======== RECORDS SHOWN

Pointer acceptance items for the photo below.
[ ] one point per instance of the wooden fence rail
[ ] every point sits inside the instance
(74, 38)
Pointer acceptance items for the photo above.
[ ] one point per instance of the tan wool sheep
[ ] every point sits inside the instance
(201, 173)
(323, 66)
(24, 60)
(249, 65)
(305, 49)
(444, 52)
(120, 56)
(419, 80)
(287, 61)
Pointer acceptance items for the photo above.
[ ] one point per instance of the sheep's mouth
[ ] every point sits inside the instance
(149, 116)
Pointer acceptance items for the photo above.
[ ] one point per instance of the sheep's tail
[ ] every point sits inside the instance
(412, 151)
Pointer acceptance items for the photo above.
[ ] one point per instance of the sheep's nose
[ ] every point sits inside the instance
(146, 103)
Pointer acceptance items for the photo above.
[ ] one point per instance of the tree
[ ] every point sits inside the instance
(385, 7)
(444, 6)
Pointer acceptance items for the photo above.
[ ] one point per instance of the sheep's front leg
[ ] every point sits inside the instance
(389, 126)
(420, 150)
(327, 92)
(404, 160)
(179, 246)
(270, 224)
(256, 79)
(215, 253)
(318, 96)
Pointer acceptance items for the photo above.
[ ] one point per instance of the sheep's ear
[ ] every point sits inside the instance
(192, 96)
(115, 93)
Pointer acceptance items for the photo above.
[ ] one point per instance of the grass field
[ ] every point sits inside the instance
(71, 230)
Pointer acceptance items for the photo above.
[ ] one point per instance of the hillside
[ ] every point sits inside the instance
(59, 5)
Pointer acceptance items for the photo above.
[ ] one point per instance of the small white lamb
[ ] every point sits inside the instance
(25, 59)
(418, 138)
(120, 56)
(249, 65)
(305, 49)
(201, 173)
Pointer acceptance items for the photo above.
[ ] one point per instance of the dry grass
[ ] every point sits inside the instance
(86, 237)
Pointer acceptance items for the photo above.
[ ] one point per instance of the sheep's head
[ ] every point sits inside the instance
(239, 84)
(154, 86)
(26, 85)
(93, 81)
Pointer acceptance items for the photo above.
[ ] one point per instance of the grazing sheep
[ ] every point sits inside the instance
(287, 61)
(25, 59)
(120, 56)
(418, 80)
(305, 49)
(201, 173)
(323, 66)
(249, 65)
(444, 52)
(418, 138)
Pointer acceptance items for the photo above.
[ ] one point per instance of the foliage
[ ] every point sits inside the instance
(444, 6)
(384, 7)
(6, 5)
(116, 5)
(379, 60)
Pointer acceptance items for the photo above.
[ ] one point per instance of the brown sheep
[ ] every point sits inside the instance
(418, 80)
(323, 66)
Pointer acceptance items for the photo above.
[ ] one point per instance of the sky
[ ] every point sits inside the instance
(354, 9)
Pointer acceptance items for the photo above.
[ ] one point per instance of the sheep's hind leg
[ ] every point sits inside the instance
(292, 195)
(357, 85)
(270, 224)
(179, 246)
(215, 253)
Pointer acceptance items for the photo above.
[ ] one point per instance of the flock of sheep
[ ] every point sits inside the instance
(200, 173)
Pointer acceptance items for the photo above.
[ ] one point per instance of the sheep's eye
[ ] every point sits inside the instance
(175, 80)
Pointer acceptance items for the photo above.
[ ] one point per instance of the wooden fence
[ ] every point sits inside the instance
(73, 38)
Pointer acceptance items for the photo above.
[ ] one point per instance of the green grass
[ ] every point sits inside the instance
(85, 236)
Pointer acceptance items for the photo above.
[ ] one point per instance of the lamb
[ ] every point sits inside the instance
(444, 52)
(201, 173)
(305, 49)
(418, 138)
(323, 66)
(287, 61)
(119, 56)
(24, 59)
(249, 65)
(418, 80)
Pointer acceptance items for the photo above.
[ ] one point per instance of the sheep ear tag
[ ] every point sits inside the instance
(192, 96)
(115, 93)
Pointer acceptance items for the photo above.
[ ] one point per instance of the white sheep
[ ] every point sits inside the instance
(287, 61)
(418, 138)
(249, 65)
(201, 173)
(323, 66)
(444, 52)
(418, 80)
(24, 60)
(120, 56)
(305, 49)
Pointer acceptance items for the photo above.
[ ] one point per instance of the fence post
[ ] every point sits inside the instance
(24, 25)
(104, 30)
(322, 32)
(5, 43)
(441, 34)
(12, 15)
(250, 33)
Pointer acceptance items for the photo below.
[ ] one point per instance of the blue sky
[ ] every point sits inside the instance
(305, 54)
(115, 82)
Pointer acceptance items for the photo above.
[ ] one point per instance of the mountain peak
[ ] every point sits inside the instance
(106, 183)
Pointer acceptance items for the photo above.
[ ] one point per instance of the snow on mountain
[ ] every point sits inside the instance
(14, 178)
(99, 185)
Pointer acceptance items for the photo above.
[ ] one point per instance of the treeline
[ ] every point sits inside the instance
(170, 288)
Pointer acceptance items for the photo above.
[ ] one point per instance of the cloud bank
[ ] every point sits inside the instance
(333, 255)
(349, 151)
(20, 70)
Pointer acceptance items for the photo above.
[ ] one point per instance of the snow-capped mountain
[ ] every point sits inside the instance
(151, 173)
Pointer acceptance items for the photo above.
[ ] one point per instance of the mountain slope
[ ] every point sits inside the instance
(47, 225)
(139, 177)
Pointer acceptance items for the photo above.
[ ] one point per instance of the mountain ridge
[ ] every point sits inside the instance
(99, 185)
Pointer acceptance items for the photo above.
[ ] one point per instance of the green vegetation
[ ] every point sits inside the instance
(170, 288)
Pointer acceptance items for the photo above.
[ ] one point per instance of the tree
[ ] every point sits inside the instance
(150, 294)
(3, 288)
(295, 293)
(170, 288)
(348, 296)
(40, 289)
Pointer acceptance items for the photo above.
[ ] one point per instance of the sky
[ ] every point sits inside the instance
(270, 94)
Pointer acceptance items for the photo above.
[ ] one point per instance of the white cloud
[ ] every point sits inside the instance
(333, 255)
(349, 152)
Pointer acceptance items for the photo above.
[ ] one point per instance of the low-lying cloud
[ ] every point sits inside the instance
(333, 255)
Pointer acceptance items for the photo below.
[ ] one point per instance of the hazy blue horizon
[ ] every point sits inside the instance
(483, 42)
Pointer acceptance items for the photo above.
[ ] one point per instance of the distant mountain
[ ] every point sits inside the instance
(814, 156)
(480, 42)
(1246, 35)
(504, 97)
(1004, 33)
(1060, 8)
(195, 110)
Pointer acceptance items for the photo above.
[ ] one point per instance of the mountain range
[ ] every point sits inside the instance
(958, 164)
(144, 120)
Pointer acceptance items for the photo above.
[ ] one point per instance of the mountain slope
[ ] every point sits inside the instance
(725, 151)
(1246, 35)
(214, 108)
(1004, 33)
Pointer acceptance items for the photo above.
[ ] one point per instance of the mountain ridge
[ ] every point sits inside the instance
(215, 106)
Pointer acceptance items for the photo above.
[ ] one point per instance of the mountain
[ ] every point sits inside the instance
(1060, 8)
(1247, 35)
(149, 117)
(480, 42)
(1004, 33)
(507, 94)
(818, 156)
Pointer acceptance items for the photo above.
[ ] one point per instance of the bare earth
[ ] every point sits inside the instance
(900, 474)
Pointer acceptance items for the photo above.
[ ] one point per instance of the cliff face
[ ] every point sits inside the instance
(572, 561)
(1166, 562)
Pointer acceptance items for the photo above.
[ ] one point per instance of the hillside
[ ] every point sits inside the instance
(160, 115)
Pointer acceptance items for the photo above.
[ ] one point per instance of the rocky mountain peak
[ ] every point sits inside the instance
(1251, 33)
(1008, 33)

================

§ **TASK DESCRIPTION**
Retype the material in full, character for character.

§ **RESPONSE BELOW**
Pointer acceptance items for the photo below.
[ ] one point per instance of the wooden fence rail
[ ] every point sits inside the instance
(74, 38)
Pointer acceptance items for the photo above.
[ ] one point per instance of the tan wool sheep
[ ] every point sits inside the instance
(201, 173)
(323, 66)
(24, 60)
(249, 65)
(305, 49)
(444, 52)
(120, 56)
(419, 80)
(287, 61)
Pointer acceptance items for the photo above.
[ ] one point per instance of the sheep's mouth
[ ] every point sits inside the instance
(149, 116)
Pointer acceptance items for the photo above.
[ ] one point per instance of the sheep's tail
[ ] every point sits inside the instance
(412, 151)
Pointer acceptance items for the photo above.
[ ] one point per instance of the sheep's nose
[ ] every point sits inside the instance
(146, 103)
Pointer acceptance items for the photo above.
[ ] one point per instance of the tree
[ ] every point sits inside the instance
(385, 7)
(444, 6)
Pointer acceptance items for the photo above.
[ ] one point per instance of the sheep's front leg
[ ] every point sits inside the instance
(389, 126)
(420, 150)
(327, 92)
(404, 160)
(179, 246)
(270, 224)
(256, 79)
(215, 253)
(318, 96)
Pointer acceptance items for the photo above.
[ ] one point per instance of the sheep's ear
[ ] every point sits inside the instance
(192, 96)
(115, 93)
Pointer acceptance items for the photo above.
[ ] one point per instance of the grass field
[ ] every point sits inside the instance
(71, 230)
Pointer acceptance items for the photo above.
[ ] one point per instance of the hillside
[ ] every point sits inside the instance
(59, 5)
Pointer acceptance items for the photo above.
[ ] one point per instance of the small white lamb
[ ] every point sits inside the instance
(25, 59)
(418, 138)
(120, 56)
(249, 65)
(305, 49)
(201, 173)
Pointer acceptance items for the photo above.
[ ] one point per instance of the dry grass
[ ] every point sits inside the instance
(86, 237)
Pointer acceptance items for the photo above.
[ ] one point per instance of the sheep's head
[ ] every point sits inside the instance
(239, 84)
(154, 86)
(26, 85)
(93, 81)
Pointer acceptance items for the photo above.
[ ] one point per instance of the grazing sheep
[ ] every point sits inside the instance
(287, 61)
(25, 59)
(120, 56)
(418, 80)
(305, 49)
(201, 173)
(323, 66)
(249, 65)
(444, 52)
(418, 138)
Pointer acceptance items for the photo above.
[ ] one point per instance of the foliage
[ ] every point sits inside the instance
(444, 6)
(384, 7)
(6, 5)
(116, 5)
(379, 60)
Pointer acceptance items for the photo above.
[ ] one point per instance of the brown sheep
[ ] every point sits inside the instance
(418, 80)
(323, 66)
Pointer acceptance items for the photo above.
[ ] one point per instance of the sky
[ ] every point sits inside the instance
(354, 9)
Pointer acceptance items for the photo above.
[ ] one point per instance of the sheep's hind leg
[ ] every point sits inside the instance
(292, 195)
(357, 85)
(270, 224)
(179, 246)
(215, 253)
Pointer acceptance items for the photo above.
[ ] one point per instance of the flock of sheep
[ ] every point sits inside the instance
(200, 173)
Pointer acceptance items for the photo above.
[ ] one point per instance of the sheep's eye
[ ] every point sits inside the instance
(175, 80)
Pointer acceptance items for the photo above.
[ ] one point per instance of the wooden fence
[ ] every point sits inside the instance
(73, 38)
Pointer acceptance items for the photo above.
[ ] one point per instance of the green grass
[ ] every point sits inside the instance
(85, 236)
Pointer acceptance items for the photo above.
[ ] one point per instance of the lamb
[ ] every point sits inside the instance
(444, 52)
(201, 173)
(305, 49)
(418, 138)
(323, 66)
(287, 61)
(119, 56)
(24, 59)
(249, 65)
(418, 80)
Pointer acceptance items for the photo above.
[ ] one point per instance of the sheep ear tag
[ ] every point sits inside the instance
(192, 96)
(115, 93)
Pointer acceptance items for the photo above.
[ ] one point per instance of the white sheep
[ ] every point sits inside the instance
(287, 61)
(418, 138)
(249, 65)
(201, 173)
(323, 66)
(444, 52)
(418, 80)
(24, 60)
(120, 56)
(305, 49)
Pointer acceptance items for the photo above.
[ ] one point per instance of the fence post
[ ] every point sits inside the instance
(24, 25)
(104, 30)
(322, 32)
(5, 43)
(441, 34)
(12, 15)
(250, 33)
Pointer acceptance items for the photo below.
[ ] one point per instance of the blue sky
[ ] every point sits inside the instance
(305, 54)
(115, 82)
Pointer acceptance items for the photo above.
[ ] one point per instance of the mountain peak
[ ] every point sits inside the instance
(106, 183)
Pointer acceptance items for the photo above.
[ ] one point per instance of the snow on mountain
[ ] every point sits inside the instance
(14, 178)
(99, 185)
Pointer acceptance items for the photo above.
[ ] one point per instance of the treeline
[ ] every point sits inside the instance
(170, 288)
Pointer acceptance items for the photo above.
[ ] one point per instance of the cloud bank
[ ] every point sits inside the instance
(333, 255)
(349, 151)
(20, 70)
Pointer acceptance items for the photo above.
[ ] one point per instance of the snow-capped mountain
[ ] every point sits inside the instance
(151, 173)
Pointer acceptance items for the photo above.
[ ] one point per instance of the mountain slope
[ ] every point sits inside the instance
(47, 225)
(139, 177)
Pointer acceptance items for the photo above.
[ ] one point per instance of the mountain ridge
[ ] every point sits inside the instance
(99, 185)
Pointer acceptance items for the photo above.
[ ] one point per instance of the green vegetation
[ ] every point sits inside the instance
(170, 288)
Pointer acceptance items for the photo above.
[ ] one point per instance of the tree
[ ] every point sits inside the instance
(150, 294)
(3, 288)
(295, 293)
(170, 288)
(348, 296)
(40, 289)
Pointer acceptance items for the photo above.
[ ] one point per instance of the sky
[ ] every point sits inside the instance
(270, 94)
Pointer acceptance items for the photo above.
[ ] one point per instance of the white cloud
[ ] every point sits inside the instance
(333, 255)
(349, 152)
Pointer acceptance items for the photo above.
[ ] one point per instance of the low-lying cloud
[ ] every point sits inside the instance
(333, 255)
Pointer acceptance items for the photo below.
[ ] one point per instance of the hazy blue horizon
[ ] every point sits inside the instance
(483, 42)
Pointer acceptance items for the photo above.
[ ] one point per instance of the distant mountain
[ ] every point sits inside the instance
(814, 156)
(480, 42)
(1246, 35)
(504, 97)
(1004, 33)
(1060, 8)
(195, 110)
Pointer acceptance items for the photo above.
[ ] one point per instance of the mountain range
[ ] every point sits inside the instance
(958, 164)
(144, 120)
Pointer acceptance items for the photo above.
[ ] one point per instance of the mountain slope
[ ] every point sits inside the instance
(725, 151)
(1246, 35)
(214, 108)
(1004, 33)
Pointer acceptance items for the photo above.
[ ] one point per instance of the mountain ridge
[ ] every point sits inside the instance
(215, 106)
Pointer acceptance items for the photo above.
[ ] one point per instance of the mountain
[ ] every point sits inside the instance
(1060, 8)
(1247, 35)
(149, 117)
(480, 42)
(1004, 33)
(507, 94)
(818, 156)
Pointer acceptance items for the photo above.
[ ] one point per instance of the bare earth
[ ] every point sits inside the instance
(900, 474)
Pointer acceptance items for the photo above.
[ ] one point per instance of the cliff face
[ ] every point sits inside the instance
(572, 561)
(1166, 562)
Pointer acceptance items for the photo above.
[ ] one point per instance of the hillside
[ ] every point sits inside the instance
(160, 115)
Pointer acceptance items for the photo above.
[ ] one point per instance of the rocky mountain peak
[ ] every point sits inside the instance
(1251, 33)
(1008, 33)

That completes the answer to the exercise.